■ **WHAT THE TASK REQUIRES**
Each entry has to be copied exactly, with nothing missed.

■ **RECORD SET**
+-------+

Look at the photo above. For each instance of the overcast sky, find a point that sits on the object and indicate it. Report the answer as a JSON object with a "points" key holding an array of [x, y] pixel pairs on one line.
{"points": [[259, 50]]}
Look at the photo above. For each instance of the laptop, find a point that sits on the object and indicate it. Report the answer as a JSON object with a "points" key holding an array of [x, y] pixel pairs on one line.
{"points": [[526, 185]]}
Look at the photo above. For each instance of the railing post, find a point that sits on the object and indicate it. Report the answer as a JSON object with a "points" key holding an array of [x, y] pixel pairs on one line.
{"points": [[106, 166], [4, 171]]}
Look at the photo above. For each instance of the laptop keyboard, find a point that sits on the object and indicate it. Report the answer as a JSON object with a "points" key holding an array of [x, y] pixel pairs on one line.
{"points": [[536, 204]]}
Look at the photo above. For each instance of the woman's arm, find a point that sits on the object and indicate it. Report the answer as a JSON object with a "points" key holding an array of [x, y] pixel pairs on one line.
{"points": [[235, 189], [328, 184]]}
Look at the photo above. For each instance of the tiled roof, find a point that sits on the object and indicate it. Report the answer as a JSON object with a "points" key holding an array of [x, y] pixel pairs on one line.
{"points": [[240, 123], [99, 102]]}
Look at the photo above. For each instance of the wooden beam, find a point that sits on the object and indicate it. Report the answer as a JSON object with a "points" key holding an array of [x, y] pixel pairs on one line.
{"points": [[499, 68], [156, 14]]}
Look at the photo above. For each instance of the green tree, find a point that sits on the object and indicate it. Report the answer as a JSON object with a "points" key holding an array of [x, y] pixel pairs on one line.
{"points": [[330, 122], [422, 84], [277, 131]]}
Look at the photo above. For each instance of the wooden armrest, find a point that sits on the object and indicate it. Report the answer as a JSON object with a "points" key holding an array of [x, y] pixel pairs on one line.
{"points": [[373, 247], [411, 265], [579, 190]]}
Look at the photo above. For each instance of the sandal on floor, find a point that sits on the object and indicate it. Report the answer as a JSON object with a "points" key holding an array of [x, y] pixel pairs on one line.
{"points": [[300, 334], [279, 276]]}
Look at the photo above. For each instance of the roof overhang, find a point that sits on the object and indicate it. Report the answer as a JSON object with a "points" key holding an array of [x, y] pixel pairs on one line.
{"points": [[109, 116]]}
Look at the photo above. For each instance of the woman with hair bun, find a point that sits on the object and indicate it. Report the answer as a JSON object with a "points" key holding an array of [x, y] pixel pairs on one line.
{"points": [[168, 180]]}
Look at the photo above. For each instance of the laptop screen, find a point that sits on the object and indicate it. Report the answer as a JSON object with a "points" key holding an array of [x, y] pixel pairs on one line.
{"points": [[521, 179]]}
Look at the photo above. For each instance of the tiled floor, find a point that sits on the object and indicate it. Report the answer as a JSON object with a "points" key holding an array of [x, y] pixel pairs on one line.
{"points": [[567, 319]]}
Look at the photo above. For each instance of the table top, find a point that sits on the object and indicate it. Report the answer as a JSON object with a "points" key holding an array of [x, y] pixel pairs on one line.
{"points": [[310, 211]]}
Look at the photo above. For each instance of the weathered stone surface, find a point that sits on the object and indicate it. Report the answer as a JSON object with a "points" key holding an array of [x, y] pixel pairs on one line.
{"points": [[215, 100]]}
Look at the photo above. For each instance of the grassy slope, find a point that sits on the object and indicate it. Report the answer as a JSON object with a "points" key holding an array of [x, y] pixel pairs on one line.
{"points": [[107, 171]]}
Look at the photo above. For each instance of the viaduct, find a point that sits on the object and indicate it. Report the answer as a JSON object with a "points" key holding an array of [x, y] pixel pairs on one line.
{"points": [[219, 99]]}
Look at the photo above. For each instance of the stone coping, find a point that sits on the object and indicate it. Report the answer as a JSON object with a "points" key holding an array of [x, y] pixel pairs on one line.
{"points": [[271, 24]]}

+-------+

■ **FULL RESPONSE**
Look at the photo above. For each instance of the overcast sky, find a point that sits on the object and indicate it. Report the answer as a JSON object with a "points" key holding an array of [x, y] pixel pairs on one line.
{"points": [[259, 50]]}
Look at the photo above. For each instance of the laptop, find a point that sits on the object and indicate it. Report the answer as a JSON object with a "points" key holding an array of [x, y] pixel pairs on one line.
{"points": [[526, 185]]}
Look at the photo above. For each instance of the railing post, find a point that sits on the object and indicate it. Report the answer as a JSON object with a "points" key holding an array of [x, y] pixel pairs on one line.
{"points": [[106, 166], [4, 171]]}
Look at the photo above. For each instance of the laptop keyboard, find a point that sits on the object and indicate it. Report the answer as a JSON object with a "points" key holding an array of [x, y] pixel pairs on one line.
{"points": [[536, 204]]}
Look at the photo above. For each instance of the woman's arm, find a point that sits on the object and indicate it. Report the answer as a JSON object with a "points" key holding an array of [x, y] pixel pairs on one line.
{"points": [[235, 189], [328, 184]]}
Look at the photo above. For each instance of the tiled roof, find a point that sits on the object and indicate it. Report the answer as a JSON object with a "points" key holding an array of [x, y] pixel pairs on one line.
{"points": [[240, 123], [99, 102]]}
Look at the photo above. For each instance of the wooden beam, find a point that sits on the object and indicate it. Report the answer as a JSON object with a "points" key holding an array of [x, y] pixel pairs on one line.
{"points": [[499, 68], [156, 14]]}
Look at the photo above. For each instance of the green tree, find a point that sits on the object and indicate it. Report the answer as a JSON object with a "points" key holding an array of [x, y] pixel pairs on one line.
{"points": [[330, 122], [422, 84], [277, 131]]}
Look at the photo above. For each instance of the wooden armrest, find a point that sits on the object and indicate it. Report the answer as a JSON object with a "points" key holding an array of [x, y] pixel pairs on one line.
{"points": [[373, 247], [411, 265], [579, 190]]}
Look at the photo above. For each instance of the sandal on floor, find a point that sits on the object and indicate it. Report the answer as a JSON object with a "points" key holding an array of [x, y] pixel pairs on one line.
{"points": [[300, 334], [279, 276]]}
Look at the photo above. For each instance of the roof overhang, find a point that sits on the object and indicate it. Report the answer as a JSON object with a "points" key holding an array of [x, y] pixel pairs on one line.
{"points": [[109, 116]]}
Look at the photo above. For each instance of the woman with hair bun, find a point that sits on the object and indicate it. Report the answer as a JSON object with a "points" key holding an array of [x, y] pixel pairs on one line.
{"points": [[168, 180]]}
Look at the photo above. For each instance of the laptop screen, find a point that sits on the object and indicate it. Report the answer as a JSON object with a "points" key holding an array of [x, y] pixel pairs on one line.
{"points": [[521, 179]]}
Look at the photo above. For each instance of the tiled floor, find a point that sits on the object and indicate it. Report the answer as a JSON object with a "points" key holding an array of [x, y] pixel pairs on one line.
{"points": [[567, 319]]}
Look at the photo above. For each instance of the table top, find a point that sits on the object and indicate it. Report the answer as a JSON object with a "points" key holding an array of [x, y] pixel pairs on one line.
{"points": [[310, 211]]}
Look at the photo above. For each instance of the weathered stone surface, find a point that sits on the object and indicate it. Report the answer as a JSON object with a "points" key holding an array of [x, y] pixel pairs on one line.
{"points": [[215, 100]]}
Look at the photo above. For each instance of the grassy slope, find a point that sits on the object and indicate it. Report the answer as a JSON object with a "points" key holding an array of [x, y] pixel pairs on one line.
{"points": [[107, 171]]}
Look at the photo above. For each instance of the viaduct, find a point that sits on the object and indicate it. Report the answer as a JSON object with a "points" key holding an array of [x, y] pixel pairs on one line.
{"points": [[219, 99]]}
Look at the photo above. For each instance of the stone coping, find a point that sits on the object and indicate it. Report the answer as a JSON object with a "points" key holding an array of [x, y] pixel pairs on one line.
{"points": [[271, 24]]}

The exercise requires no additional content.